- WHAT TO WORK ON -
Starting at the line that contains "Host: Where exactly is the white car", print every remaining line of the entries, unchanged, and output nothing more.

(Collection entries)
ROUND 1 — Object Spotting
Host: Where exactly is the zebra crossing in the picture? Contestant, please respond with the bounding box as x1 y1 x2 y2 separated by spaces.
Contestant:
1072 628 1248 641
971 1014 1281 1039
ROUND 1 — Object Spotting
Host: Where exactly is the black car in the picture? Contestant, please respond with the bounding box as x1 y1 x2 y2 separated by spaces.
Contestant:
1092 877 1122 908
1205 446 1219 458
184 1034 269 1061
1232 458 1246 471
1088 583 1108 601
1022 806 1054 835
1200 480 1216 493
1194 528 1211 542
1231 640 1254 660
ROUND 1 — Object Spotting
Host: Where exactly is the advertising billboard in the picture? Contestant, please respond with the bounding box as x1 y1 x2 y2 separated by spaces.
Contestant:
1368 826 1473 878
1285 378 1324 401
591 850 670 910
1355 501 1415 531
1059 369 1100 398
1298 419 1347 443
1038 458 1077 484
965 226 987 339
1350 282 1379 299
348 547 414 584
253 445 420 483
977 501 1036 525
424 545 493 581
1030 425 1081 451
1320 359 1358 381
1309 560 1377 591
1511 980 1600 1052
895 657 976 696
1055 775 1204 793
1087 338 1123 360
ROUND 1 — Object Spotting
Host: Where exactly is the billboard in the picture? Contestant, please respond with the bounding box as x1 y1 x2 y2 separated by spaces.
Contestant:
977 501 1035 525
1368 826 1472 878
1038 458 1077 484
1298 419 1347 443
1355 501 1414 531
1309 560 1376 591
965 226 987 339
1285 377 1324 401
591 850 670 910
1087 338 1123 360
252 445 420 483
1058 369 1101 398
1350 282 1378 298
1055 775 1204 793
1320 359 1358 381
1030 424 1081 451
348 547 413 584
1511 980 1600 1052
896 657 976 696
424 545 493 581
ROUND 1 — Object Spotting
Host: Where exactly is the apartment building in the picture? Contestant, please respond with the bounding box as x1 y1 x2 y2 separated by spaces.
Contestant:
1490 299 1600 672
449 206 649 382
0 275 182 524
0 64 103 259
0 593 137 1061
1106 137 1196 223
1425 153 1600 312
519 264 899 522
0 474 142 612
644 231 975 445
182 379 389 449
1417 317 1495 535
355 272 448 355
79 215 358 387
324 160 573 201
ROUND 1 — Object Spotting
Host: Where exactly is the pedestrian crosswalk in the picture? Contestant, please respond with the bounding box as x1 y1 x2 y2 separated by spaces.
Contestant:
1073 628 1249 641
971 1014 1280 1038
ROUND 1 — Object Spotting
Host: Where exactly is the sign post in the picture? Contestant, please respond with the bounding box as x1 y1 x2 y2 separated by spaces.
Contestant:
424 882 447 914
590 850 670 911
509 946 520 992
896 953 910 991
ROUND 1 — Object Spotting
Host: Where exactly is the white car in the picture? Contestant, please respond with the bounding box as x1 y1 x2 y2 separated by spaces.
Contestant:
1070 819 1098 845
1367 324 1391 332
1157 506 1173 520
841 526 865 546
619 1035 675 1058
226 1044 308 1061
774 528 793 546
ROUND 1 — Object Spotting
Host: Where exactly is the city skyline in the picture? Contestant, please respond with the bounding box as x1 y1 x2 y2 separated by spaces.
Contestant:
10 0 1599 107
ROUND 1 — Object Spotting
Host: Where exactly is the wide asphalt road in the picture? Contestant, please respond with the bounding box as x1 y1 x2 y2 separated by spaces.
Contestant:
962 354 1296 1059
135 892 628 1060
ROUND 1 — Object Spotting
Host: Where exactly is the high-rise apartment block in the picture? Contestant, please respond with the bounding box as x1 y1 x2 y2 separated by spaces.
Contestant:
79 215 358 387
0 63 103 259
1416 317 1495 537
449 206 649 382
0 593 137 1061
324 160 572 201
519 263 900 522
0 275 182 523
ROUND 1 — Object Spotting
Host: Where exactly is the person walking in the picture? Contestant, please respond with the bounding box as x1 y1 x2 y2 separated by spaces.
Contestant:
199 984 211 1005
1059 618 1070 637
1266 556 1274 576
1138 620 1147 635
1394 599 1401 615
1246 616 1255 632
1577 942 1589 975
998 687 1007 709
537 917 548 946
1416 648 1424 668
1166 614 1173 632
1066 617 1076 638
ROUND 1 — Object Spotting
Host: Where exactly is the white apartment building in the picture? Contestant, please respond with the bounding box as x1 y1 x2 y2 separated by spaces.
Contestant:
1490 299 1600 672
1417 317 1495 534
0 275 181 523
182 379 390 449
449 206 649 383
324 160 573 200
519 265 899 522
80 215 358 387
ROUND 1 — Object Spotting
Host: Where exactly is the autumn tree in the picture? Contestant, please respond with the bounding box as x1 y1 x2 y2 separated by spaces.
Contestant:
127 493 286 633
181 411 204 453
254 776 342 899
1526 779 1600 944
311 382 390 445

- TASK RESPONSE -
Host: Where exactly is the white car in the picture? Contestant, please respond with the bounding box as x1 y1 x2 y2 separated by spaces.
Contestant:
1070 819 1098 845
1367 324 1391 332
1157 506 1173 520
841 526 865 546
619 1035 675 1058
226 1044 308 1061
774 528 793 546
ROUND 1 — Object Spotting
Host: Where exactly is the city skyline in the picture? Contestant, please respond with the bounding box as x1 y1 x2 y2 separated by spaces.
Contestant:
10 0 1599 107
ROUND 1 — Object Spotting
Host: Where exactly is the wide asphalt road in the picture? Contestant, please respond with the bounding box as x1 y1 x2 y2 separated by spaces.
Contestant:
962 354 1296 1059
135 892 628 1060
ROUND 1 — Object Spotting
Host: Where exactly is the high-rise apartment block in the picture? Contestant, please respond with the bounding box as x1 y1 x2 y2 separated by spaces.
Contestant:
79 215 358 387
0 63 103 259
1416 317 1495 537
449 206 649 382
0 593 137 1061
324 160 572 201
519 263 900 522
0 275 182 523
ROUND 1 — Object Spotting
Host: Where exactly is the person walking in the picture? Contestant, please respond with the bounding box as x1 y1 x2 y2 separated by spaces.
Contestant:
199 984 211 1005
1059 618 1070 637
1266 556 1274 576
1138 620 1147 635
1394 599 1401 615
1246 616 1255 632
1577 942 1589 975
998 687 1007 709
537 917 548 946
1416 648 1424 668
1166 614 1173 632
1066 617 1076 638
ROUND 1 — Object Spotting
Host: Where exactly is the white apartment building in the picture? Contestant, please respond with the bounding box as x1 y1 x2 y2 separated by spaces.
Contestant:
1490 299 1600 672
1417 317 1495 534
0 275 181 523
182 379 390 449
449 206 649 383
324 160 573 200
519 265 899 522
80 215 358 387
ROUND 1 — Object Spotting
Host: Where exactly is the autumn tree in the picture? Contestant, please respond with the bounding box as x1 y1 x2 y2 separated by spaces.
Contestant:
127 493 286 633
181 411 204 453
254 776 342 899
1526 779 1600 944
311 382 390 445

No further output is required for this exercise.